- [Source document]
□ □ □ □

Please trim lots of the above if you reply.

> diff --git a/sys/x86/x86/tsc.c b/sys/x86/x86/tsc.c
> index c253a96..101cbb3 100644
> --- a/sys/x86/x86/tsc.c
> +++ b/sys/x86/x86/tsc.c
> ...
> @@ -328,15 +344,26 @@ init_TSC(void)
>
> #ifdef SMP
>
> -/* rmb is required here because rdtsc is not a serializing instruction. */
> +/*
> + * RDTSC is not a serializing instruction, so we need to drain
> + * instruction stream before executing it. It could be fixed by use of
> + * RDTSCP, except the instruction is not available everywhere.

Sentence breaks are 2 spaces in KNF.  There was a recent thread about this.

I used to police style in this file more, and it mostly uses 2 spaces.

> + *
> + * Use CPUID for draining. The timecounters use MFENCE for AMD CPUs,
> + * and LFENCE for others (Intel and VIA) when SSE2 is present, and
> + * nothing on older machines which also do not issue RDTSC
> + * prematurely. There, testing for SSE2 and vendor is too cumbersome,
> + * and we learn about TSC presence from CPUID.
> + */

RDTSC apparently doesn't need full serialization (else fences wouldn't
be enough, and the necessary serialization would be slower).  The
necessary serialization is very complex and not fully described above,
but the above is not a good place to describe many details.  It already
describes too much.  It is obvious that we shouldn't use large code or
ifdefs to be portable in places where we don't care at all about
efficiency.  Only delicate timing requirements would prevent us using
the simple CPUID in such code.  For example, in code very much like
this, we might need to _not_ slow things down, since we might want
to see small differences between the TSCs on different CPUs.

> @@ -592,23 +628,55 @@ sysctl_machdep_tsc_freq(SYSCTL_HANDLER_ARGS)
> SYSCTL_PROC(_machdep, OID_AUTO, tsc_freq, CTLTYPE_U64 | CTLFLAG_RW,
>     0, 0, sysctl_machdep_tsc_freq, "QU", "Time Stamp Counter frequency");
>
> -static u_int
> +static inline u_int
> tsc_get_timecount(struct timecounter *tc __unused)
> {
>
> 	return (rdtsc32());
> }

Adding `inline' gives up to 5 (!) style bugs at different levels:
- `inline' is usually spelled `__inline'.  The former is now standard,
   but sys/cdefs.h never caught up with this and has better magic for
   the latter.  And `inline' doesn't match most existing spellings.
- the function is still forward-declared without `inline'.  The differenc
   is confusing.
- forward declaration of inline functions is nonsense.  It sort of asks
   for early uses to be non-inline and late uses to be inline.  But
   gcc now doesn't care much about the order, since -funit-at-a-time is
   the default.

□ □ □ □

- [Data in this exercise]
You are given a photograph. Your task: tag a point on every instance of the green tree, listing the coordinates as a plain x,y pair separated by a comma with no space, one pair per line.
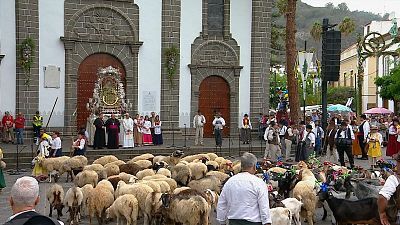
340,95
343,7
288,9
347,26
329,5
390,85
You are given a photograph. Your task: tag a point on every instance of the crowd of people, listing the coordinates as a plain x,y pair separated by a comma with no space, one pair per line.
361,138
137,131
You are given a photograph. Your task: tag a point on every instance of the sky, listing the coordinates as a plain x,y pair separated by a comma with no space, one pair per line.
375,6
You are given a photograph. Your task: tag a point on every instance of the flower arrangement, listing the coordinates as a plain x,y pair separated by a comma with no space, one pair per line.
171,62
25,55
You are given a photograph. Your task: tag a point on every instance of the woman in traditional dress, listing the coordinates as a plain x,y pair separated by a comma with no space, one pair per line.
2,167
393,145
374,140
100,134
245,129
79,145
127,124
56,150
112,126
137,132
157,131
356,149
147,139
39,172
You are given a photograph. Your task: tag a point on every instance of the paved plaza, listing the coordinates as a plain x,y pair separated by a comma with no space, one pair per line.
43,207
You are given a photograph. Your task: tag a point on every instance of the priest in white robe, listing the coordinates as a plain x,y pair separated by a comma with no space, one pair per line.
127,124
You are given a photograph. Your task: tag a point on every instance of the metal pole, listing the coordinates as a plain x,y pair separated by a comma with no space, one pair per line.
52,110
324,84
185,136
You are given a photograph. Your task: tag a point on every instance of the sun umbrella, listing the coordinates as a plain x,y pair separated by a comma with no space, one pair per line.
378,110
338,108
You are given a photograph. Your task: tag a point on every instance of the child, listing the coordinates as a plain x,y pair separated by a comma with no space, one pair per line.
2,166
374,140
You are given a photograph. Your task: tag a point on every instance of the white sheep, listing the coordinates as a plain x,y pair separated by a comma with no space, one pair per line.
144,173
75,163
140,191
73,200
164,171
146,156
178,207
105,159
304,191
191,158
118,163
55,196
219,175
294,206
198,170
124,206
111,169
106,185
54,164
99,169
212,156
99,200
145,164
86,177
209,182
280,216
181,174
86,190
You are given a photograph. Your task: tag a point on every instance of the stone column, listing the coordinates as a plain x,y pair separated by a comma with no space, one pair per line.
27,26
260,57
171,15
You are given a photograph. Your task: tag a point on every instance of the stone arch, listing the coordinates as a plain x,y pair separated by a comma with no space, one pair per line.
215,52
72,29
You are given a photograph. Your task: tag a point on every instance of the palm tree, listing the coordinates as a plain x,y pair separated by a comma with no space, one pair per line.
288,8
347,26
316,31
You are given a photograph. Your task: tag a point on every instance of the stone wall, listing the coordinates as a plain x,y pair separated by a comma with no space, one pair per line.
170,36
91,27
260,58
27,26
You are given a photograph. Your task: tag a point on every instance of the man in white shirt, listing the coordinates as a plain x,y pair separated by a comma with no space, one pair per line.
387,191
343,139
218,124
363,131
198,122
309,140
319,136
23,200
244,197
282,132
274,142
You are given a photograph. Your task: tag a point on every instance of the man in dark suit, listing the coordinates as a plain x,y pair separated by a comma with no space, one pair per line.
23,200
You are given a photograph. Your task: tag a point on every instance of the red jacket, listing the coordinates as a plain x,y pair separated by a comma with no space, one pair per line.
20,122
7,121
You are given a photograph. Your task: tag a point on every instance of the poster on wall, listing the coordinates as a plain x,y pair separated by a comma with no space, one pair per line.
52,76
149,101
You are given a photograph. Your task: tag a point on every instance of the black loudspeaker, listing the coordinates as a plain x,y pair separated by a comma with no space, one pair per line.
331,48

□ □ □ □

- [Short task A]
Using the code review, please explain in one to three sentences why the patch comment chooses CPUID for draining rather than the fences the timecounters use.
- [Short task B]
Return each line of the entries that contains the string "tree".
The code review and the entries are separate material.

- [Written answer A]
The comment says that testing for SSE2 and the vendor there is too cumbersome. It also notes that TSC presence is learned from CPUID anyway.

- [Written answer B]
You are given a photograph. Your task: tag a point on every instance of the green tree, listing the coordinates as a plain x,y pair separated by a comma with no space, one pair per line.
You are given a photograph. Your task: tag a point on every instance of the palm tree, listing the coordinates as a plain x,y pair separated by a comma with no space, one pair per line.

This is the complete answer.